What to do ▸ According to the bass fishing advice below, why should an angler keep casting to one small area after a cold front instead of moving around the lake? Answer in one to three sentences.

Extract to read ▸
* * * * * * * * *
If you are fishing a new lake or river, this is the time to hit those “textbook” high percentage places. Focus on points or some type of vertical structure like bluff banks or even something like sea walls.
Pick out a few that you feel good about and believe that there are bass in that area.
Saturate The Area With Presentations and Minimize Running Around the Lake
Our natural instinct as bass anglers is to move when we are not getting bit.
This is the exact opposite of how we want to approach post cold front conditions. It may take ten, fifteen, twenty, or even thirty casts to a small area to coax those fish into biting.
We must be confident that our lures are in high percentage places and patiently watch and wait for the slightest thump.
These are the types of days where you are not fishing for fifty bites, you may be looking for five. It sounds daunting, but if you can pack up and head home knowing you pulled out five bites in some of the toughest conditions bass anglers face, then you can take solace in the fact that you are becoming a great angler.
* * * * * * * * *
Entries supplied ▸
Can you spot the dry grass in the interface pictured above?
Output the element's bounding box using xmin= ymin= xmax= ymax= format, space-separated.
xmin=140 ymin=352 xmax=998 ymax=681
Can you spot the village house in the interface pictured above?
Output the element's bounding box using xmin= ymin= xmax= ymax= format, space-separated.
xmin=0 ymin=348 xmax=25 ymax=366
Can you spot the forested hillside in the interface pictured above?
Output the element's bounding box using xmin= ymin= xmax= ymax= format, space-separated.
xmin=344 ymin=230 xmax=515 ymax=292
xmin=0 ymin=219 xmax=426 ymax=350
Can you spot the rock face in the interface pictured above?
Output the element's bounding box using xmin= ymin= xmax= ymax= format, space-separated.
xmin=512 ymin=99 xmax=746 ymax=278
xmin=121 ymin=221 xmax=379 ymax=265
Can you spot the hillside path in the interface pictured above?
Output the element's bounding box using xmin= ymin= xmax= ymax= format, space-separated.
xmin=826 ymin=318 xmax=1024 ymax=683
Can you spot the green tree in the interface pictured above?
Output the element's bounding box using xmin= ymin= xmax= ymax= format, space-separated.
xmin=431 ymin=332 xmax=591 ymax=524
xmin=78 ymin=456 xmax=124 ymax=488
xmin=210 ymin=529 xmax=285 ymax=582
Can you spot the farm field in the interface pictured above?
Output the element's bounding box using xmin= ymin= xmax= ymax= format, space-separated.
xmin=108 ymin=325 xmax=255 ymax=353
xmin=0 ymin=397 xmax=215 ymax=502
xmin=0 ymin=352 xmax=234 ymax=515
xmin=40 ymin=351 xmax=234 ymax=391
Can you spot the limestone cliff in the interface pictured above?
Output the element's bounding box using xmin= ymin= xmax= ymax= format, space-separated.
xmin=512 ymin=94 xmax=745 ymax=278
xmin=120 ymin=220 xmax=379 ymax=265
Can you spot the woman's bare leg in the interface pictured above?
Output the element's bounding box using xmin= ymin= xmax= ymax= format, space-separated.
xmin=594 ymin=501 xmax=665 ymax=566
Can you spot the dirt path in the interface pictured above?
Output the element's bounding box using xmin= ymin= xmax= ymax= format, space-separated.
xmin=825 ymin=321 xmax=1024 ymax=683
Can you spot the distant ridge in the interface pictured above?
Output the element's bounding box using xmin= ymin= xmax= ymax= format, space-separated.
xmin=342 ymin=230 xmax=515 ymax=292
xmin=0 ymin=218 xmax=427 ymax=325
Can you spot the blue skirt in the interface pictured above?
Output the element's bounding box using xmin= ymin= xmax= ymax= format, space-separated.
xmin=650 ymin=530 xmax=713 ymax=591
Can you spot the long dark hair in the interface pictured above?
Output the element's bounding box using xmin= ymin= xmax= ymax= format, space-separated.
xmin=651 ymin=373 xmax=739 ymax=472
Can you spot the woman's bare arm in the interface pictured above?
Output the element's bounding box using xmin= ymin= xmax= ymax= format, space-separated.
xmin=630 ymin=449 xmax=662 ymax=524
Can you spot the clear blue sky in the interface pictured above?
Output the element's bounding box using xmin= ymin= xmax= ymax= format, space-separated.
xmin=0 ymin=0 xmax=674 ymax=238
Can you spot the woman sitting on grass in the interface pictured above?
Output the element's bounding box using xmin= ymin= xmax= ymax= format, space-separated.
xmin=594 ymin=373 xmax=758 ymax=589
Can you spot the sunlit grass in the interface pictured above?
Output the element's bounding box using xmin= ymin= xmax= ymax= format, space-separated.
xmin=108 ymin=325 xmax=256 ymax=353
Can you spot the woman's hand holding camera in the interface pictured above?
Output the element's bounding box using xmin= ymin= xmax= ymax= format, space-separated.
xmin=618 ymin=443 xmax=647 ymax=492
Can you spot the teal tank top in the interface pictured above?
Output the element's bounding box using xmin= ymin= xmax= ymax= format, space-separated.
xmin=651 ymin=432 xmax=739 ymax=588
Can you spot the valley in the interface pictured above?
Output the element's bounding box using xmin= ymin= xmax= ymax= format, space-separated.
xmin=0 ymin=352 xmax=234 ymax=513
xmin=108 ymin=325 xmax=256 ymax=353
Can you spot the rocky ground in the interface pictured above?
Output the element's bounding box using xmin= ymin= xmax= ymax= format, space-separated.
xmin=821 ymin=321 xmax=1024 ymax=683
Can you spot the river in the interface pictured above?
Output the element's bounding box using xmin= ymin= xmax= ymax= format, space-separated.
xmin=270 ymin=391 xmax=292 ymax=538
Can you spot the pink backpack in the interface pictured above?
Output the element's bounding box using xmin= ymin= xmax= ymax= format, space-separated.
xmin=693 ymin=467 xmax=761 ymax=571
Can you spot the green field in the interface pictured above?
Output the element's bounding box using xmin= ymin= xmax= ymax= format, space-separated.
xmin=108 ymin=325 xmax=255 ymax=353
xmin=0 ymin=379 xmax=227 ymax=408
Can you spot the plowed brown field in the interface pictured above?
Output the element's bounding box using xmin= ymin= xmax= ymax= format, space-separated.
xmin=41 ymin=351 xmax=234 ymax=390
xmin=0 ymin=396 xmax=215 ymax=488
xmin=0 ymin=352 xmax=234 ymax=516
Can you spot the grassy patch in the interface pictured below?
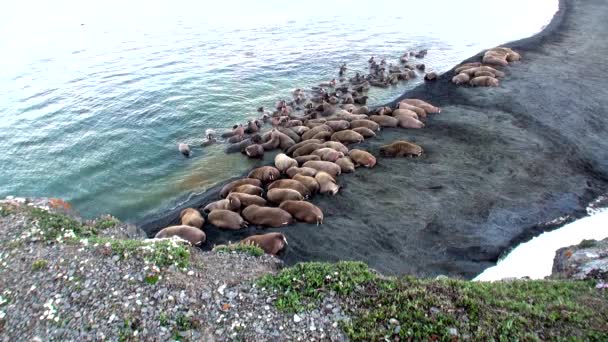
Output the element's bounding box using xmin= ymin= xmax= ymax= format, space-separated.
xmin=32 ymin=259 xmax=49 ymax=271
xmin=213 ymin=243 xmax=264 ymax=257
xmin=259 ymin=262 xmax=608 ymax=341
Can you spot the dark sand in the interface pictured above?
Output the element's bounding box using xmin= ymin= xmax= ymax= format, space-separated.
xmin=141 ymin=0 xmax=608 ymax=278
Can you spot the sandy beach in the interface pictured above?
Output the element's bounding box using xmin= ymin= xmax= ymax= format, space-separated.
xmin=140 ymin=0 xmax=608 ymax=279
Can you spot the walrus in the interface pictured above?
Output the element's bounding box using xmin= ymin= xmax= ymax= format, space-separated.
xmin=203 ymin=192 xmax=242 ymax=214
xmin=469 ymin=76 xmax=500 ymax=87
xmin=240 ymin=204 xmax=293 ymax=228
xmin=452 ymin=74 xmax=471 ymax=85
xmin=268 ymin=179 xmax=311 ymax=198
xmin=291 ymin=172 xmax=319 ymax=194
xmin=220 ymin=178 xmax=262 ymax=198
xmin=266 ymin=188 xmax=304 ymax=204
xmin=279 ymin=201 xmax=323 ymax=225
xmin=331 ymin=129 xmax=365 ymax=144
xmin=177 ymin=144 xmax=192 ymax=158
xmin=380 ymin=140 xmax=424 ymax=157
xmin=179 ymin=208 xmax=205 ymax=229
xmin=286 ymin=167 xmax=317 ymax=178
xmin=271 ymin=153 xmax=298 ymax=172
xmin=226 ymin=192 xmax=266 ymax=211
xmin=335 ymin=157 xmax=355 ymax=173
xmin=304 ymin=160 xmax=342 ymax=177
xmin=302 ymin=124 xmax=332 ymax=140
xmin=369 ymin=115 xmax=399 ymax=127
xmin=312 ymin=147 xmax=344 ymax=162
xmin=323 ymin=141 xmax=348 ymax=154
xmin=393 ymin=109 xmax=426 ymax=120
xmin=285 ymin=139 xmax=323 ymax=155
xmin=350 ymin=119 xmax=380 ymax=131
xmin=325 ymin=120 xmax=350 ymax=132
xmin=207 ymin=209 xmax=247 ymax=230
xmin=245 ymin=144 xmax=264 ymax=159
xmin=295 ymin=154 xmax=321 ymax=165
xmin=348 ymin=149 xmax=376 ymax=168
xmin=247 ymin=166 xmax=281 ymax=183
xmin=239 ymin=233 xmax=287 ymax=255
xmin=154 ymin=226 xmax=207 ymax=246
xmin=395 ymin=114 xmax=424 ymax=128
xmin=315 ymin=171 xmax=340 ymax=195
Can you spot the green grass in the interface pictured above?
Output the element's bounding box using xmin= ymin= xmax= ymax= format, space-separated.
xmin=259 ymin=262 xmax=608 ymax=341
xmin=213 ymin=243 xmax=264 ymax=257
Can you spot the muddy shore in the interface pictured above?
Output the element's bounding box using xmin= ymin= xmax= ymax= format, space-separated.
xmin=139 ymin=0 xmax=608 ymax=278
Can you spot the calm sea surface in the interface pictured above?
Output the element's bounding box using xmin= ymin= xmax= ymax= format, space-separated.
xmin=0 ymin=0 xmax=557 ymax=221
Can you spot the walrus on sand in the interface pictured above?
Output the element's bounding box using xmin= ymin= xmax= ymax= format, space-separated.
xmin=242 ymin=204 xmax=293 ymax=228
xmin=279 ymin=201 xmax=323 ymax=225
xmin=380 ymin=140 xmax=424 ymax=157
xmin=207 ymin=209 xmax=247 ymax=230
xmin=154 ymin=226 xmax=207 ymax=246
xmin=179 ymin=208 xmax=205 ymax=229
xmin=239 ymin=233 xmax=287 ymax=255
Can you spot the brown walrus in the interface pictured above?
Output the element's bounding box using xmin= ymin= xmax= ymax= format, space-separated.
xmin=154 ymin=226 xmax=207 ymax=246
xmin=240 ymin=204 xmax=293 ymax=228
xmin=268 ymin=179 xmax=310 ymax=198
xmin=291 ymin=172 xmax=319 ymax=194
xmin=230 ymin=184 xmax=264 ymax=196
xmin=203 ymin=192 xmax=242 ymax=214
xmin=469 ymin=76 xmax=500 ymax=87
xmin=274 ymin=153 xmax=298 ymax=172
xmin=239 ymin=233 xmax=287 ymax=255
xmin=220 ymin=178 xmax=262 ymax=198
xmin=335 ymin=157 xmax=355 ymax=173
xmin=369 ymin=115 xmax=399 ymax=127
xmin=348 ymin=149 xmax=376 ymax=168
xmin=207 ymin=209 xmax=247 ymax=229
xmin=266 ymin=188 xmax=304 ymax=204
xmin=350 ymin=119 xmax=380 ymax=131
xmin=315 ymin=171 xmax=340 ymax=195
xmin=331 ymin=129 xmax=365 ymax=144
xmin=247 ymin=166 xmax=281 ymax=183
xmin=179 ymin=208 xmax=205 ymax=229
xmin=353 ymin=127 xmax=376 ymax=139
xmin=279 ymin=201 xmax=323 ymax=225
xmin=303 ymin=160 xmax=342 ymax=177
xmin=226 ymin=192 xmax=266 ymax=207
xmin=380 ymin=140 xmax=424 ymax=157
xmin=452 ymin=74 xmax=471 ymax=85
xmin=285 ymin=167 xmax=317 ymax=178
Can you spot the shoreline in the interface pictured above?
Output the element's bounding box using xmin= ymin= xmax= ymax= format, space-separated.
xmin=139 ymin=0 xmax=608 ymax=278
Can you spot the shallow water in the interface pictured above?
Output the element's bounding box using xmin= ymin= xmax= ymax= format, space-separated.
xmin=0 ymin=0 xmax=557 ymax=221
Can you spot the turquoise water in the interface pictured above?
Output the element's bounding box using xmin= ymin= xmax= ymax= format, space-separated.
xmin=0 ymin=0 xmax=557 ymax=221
* * * * * * * * *
Task output ▸ In post cold front conditions, it may take ten, fifteen, twenty, or even thirty casts to a small area to coax the fish into biting. So the angler should saturate the area with presentations and patiently wait for the slightest thump rather than follow the instinct to move.